> Passage provided

The West Memphis Three were charged with the murder of three boys in 1994. It took them 18 years to clear their names.
In May 1993, three young boys in West Memphis, Arkansas were found dead, naked, and hogtied in a ditch. The gruesome tragedy sparked an immediate search for their killer — or killers. And it seemed the police had quickly found the culprits: Jessie Misskelley Jr., Jason Baldwin, and Damien Echols, teenagers who would come to be known as the West Memphis Three.
Misskelley and Echols were high school dropouts, and Baldwin, while he showed promise, had a track record for getting into trouble. Echols and Baldwin were friends who knew Misskelley from school, but before the three were accused of these heinous killings, they weren’t close friends. Despite this, investigators were quick to blame the trio for the murders.
But what was their alleged motivation? During the trial, prosecutors accused the West Memphis Three of committing the murders as some sort of Satanic ritual, even calling on so-called occult experts to “confirm” that the teens had been worshipping Satan. Misskelley was tried individually, while Echols and Baldwin were tried together, and in the end, all three were found guilty of murder.
The story didn’t end there, however. In the aftermath of the trial, more information came to light, and it cast some doubt on the investigation. Police records were “a mess,” jurors were made aware of information they shouldn’t have been privy to by the foreman, and later, DNA evidence failed to link any of the West Memphis Three to the murders.

> Provided material
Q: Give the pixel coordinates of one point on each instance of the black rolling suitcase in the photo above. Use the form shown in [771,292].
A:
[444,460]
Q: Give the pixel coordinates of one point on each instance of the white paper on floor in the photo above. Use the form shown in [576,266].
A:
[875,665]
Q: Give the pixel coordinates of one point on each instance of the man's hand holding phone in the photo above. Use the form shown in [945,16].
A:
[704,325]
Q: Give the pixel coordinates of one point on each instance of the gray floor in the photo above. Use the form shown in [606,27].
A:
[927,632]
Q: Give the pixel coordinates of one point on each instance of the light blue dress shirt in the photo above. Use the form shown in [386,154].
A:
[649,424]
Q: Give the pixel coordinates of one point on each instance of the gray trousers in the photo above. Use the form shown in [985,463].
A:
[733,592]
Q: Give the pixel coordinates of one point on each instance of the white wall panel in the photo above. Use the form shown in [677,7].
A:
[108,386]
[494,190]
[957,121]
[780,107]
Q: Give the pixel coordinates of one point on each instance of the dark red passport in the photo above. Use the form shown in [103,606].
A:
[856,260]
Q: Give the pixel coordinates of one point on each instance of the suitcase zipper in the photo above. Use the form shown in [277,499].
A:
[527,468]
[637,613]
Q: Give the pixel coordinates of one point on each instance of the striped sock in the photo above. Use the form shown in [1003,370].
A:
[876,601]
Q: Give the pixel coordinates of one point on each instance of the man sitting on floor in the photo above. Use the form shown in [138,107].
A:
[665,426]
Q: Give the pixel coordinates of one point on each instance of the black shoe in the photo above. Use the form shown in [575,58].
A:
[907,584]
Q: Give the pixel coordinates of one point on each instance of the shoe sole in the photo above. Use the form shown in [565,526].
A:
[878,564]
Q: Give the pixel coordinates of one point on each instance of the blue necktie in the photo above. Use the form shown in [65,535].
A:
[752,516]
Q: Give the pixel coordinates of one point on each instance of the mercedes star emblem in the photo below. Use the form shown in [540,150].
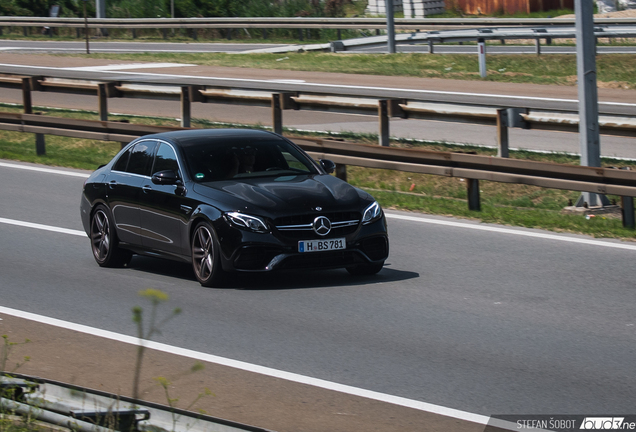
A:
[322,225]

* * *

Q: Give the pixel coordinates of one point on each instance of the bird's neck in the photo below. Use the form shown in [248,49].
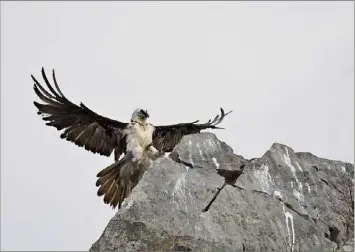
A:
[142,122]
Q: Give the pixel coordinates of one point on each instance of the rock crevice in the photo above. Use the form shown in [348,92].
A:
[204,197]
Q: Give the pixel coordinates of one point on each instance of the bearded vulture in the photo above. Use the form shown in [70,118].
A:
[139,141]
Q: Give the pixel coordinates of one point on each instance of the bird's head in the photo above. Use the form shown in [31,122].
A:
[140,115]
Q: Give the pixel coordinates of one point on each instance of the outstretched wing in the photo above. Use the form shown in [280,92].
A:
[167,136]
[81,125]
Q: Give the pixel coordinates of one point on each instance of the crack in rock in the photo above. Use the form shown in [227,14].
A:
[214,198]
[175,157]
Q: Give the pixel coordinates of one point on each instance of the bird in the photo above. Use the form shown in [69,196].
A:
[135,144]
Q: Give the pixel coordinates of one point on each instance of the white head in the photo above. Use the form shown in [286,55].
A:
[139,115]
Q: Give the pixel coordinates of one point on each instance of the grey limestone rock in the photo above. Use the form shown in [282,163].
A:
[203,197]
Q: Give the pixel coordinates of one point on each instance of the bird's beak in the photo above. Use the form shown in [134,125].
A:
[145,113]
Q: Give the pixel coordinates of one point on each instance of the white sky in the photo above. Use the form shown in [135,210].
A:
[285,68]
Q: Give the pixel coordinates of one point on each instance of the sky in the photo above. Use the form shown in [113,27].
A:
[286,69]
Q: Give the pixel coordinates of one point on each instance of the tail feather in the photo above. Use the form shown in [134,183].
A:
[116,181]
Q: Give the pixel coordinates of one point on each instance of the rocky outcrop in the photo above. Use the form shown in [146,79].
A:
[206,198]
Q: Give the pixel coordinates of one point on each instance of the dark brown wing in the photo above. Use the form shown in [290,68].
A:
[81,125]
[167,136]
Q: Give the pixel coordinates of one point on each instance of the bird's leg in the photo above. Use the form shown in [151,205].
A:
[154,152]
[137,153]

* * *

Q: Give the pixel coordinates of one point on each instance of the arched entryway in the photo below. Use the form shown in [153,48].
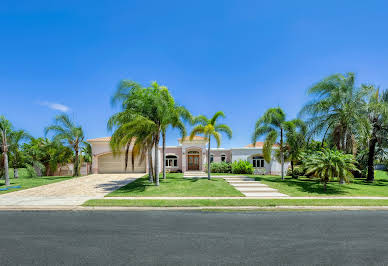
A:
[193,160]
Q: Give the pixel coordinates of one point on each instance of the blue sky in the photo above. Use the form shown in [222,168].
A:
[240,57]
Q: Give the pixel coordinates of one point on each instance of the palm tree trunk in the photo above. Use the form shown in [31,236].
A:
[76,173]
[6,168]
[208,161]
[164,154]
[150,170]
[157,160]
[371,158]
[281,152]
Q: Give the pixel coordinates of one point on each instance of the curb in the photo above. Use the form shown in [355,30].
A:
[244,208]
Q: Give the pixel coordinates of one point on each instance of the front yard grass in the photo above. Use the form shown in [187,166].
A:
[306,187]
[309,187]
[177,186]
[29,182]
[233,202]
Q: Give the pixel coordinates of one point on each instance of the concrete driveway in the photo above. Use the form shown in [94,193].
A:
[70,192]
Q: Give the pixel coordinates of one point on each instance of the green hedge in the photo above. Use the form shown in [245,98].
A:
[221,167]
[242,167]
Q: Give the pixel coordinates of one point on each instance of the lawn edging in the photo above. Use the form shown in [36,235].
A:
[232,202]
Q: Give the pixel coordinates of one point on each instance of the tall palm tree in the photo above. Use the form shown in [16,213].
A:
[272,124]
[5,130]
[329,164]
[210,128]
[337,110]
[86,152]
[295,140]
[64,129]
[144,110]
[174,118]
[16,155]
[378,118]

> Action item
Reproduce word for word the portion of the passage on the West Memphis Three that begins at the words "In May 1993, three" and stops after "West Memphis Three.". The records above are drawn from a source separate from the passage on the West Memphis Three.

> Answer for the task
In May 1993, three young boys in West Memphis, Arkansas were found dead, naked, and hogtied in a ditch. The gruesome tragedy sparked an immediate search for their killer — or killers. And it seemed the police had quickly found the culprits: Jessie Misskelley Jr., Jason Baldwin, and Damien Echols, teenagers who would come to be known as the West Memphis Three.